▶ [Challenge]: Turn all the lines below into a Markdown table with a "Row" column for the row number and a "Line" column for the line. Skip blank lines, and leave the pictures out.

--- Begin ---

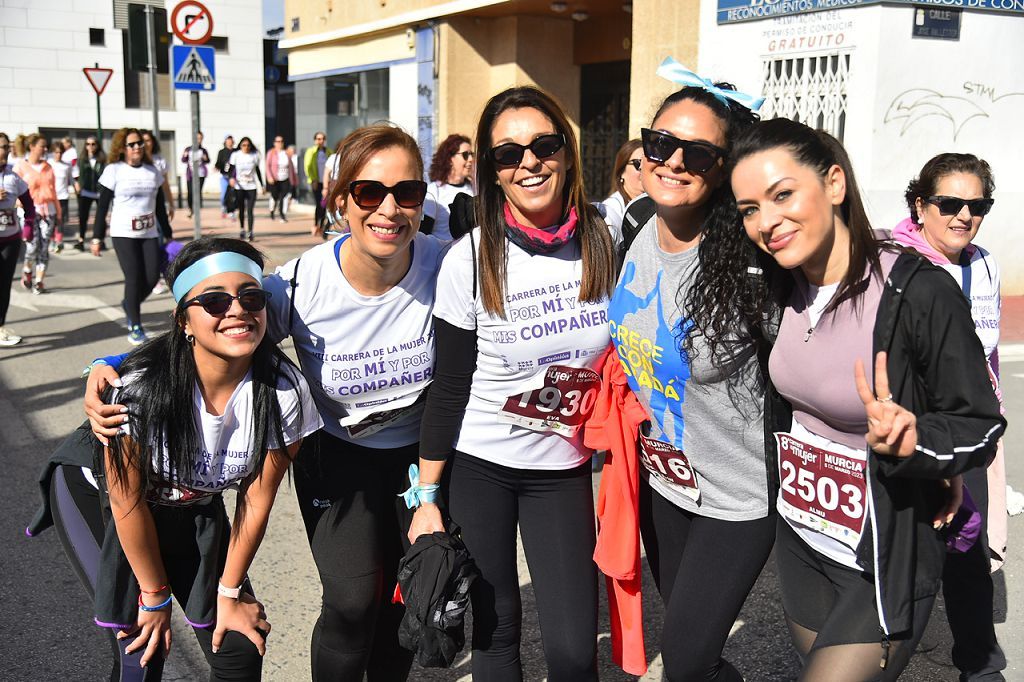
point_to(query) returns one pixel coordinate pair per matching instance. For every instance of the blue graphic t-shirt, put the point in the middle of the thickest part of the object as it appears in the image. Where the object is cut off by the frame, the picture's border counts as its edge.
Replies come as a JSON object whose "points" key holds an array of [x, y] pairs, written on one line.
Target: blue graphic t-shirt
{"points": [[691, 408]]}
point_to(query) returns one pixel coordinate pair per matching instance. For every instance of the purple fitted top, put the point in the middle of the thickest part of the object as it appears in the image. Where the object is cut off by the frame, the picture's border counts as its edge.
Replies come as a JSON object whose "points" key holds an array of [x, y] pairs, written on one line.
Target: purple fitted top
{"points": [[815, 372]]}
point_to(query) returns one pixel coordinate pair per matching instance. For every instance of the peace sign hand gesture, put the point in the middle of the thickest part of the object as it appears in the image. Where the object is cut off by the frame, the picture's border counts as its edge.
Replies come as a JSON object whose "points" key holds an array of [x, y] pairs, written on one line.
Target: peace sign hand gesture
{"points": [[891, 429]]}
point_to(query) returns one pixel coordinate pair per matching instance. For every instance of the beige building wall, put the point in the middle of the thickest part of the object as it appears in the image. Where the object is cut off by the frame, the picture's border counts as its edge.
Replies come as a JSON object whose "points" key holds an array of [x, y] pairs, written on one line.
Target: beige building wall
{"points": [[479, 57], [660, 29]]}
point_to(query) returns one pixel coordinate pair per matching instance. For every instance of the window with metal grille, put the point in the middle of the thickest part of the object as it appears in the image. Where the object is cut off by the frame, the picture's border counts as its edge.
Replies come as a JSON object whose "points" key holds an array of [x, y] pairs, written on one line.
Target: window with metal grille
{"points": [[808, 88]]}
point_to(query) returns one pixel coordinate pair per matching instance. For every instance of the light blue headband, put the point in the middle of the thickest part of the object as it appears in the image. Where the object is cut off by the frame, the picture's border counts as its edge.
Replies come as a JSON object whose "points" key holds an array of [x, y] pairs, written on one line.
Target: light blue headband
{"points": [[677, 73], [215, 263]]}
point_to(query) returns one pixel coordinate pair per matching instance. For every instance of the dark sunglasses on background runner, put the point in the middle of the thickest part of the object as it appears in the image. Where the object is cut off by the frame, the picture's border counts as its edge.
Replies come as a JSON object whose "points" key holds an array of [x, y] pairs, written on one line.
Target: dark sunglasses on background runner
{"points": [[371, 194], [952, 205], [219, 302], [697, 157], [511, 154]]}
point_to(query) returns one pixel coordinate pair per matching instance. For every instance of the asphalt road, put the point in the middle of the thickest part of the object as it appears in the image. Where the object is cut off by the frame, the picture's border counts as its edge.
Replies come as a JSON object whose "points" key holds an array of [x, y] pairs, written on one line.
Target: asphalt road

--- End ---

▶ [Reply to the task]:
| Row | Line |
|---|---|
| 1 | point_to(query) returns one pixel coordinate pair per matching instance. For every instance of the blue graphic t-shirt, put the point in the middle of the thickest part of the object as it appears in the image. Where the object is cut off by the frame, the picture's border counts as its edge. |
| 2 | Replies come as a JSON object whose "points" key holds an array of [x, y] pairs, written on one line. |
| 3 | Target: blue graphic t-shirt |
| 4 | {"points": [[691, 408]]} |
| 5 | point_to(query) returns one pixel coordinate pair per matching instance. For every instance of the purple fitted top, put the point in the middle of the thickest part of the object as it appears in the image. Where the object is cut off by the frame, the picture's border counts as its edge. |
| 6 | Replies come as a JSON object whose "points" key holds an array of [x, y] pairs, written on one line. |
| 7 | Target: purple fitted top |
| 8 | {"points": [[815, 372]]} |
| 9 | point_to(query) returns one pixel coordinate pair per matching instance. For every instance of the peace sign hand gesture, put the point in the middle of the thickest part of the object as it appears in the image. Where the object is cut off by the frame, the picture's border counts as its edge. |
| 10 | Replies come as a JSON object whose "points" key holds an array of [x, y] pairs, written on one line. |
| 11 | Target: peace sign hand gesture |
| 12 | {"points": [[891, 429]]} |
| 13 | point_to(query) returns one pixel coordinate pair per matching instance. For every instance of the beige building wall, put the point in the middle of the thickest part of the object as it appears in the image. Where the object is cut off by the frame, the picture's border counts as its edge. |
| 14 | Replies come as a JSON object whose "points" key holds an array of [x, y] pairs, written on one line. |
| 15 | Target: beige building wall |
| 16 | {"points": [[479, 57], [660, 29]]} |
| 17 | point_to(query) returns one pixel coordinate pair per matching instance. For every instance of the window with metal grille, put the point in the middle of the thickest part of the object as it appears in the image. Where the object is cut off by the frame, the picture's border counts as its edge. |
| 18 | Replies come as a JSON object whose "points" key holds an array of [x, y] pairs, written on one line. |
| 19 | Target: window with metal grille |
| 20 | {"points": [[808, 88]]} |
| 21 | point_to(query) returns one pixel coordinate pair per matching instance. For every instance of the light blue headband, put the point in the middle of the thickest part of the object as it appears in the image. Where the object is cut off by the frame, the picture's border counts as its edge. |
| 22 | Replies come as a JSON object whose "points" key holds an array of [x, y] pairs, written on one line. |
| 23 | Target: light blue headband |
| 24 | {"points": [[677, 73], [215, 263]]} |
| 25 | point_to(query) returns one pixel coordinate pair per matching instance. For every instance of the dark sunglasses on background runner, put the point in the middle of the thickest part of the object as it appears in the image. Where the object is cut off by the frame, the picture's border counts as its edge. |
| 26 | Replies come as a JSON object whose "points" key holds an array of [x, y] pairs, written on one line. |
| 27 | Target: dark sunglasses on background runner |
| 28 | {"points": [[371, 194], [952, 205], [219, 302], [697, 157], [511, 154]]} |
| 29 | point_to(query) returns one pixel coordinate pair per matching instance. For every instance of the asphalt road, put the point in the middle of the thickest part of the object as it appears in the image. Where the object is cut off by the frame, the picture's border counts as its edge. |
| 30 | Replies come as a JSON object whose "points" key holds an array of [x, y] pairs, written on one line. |
| 31 | Target: asphalt road |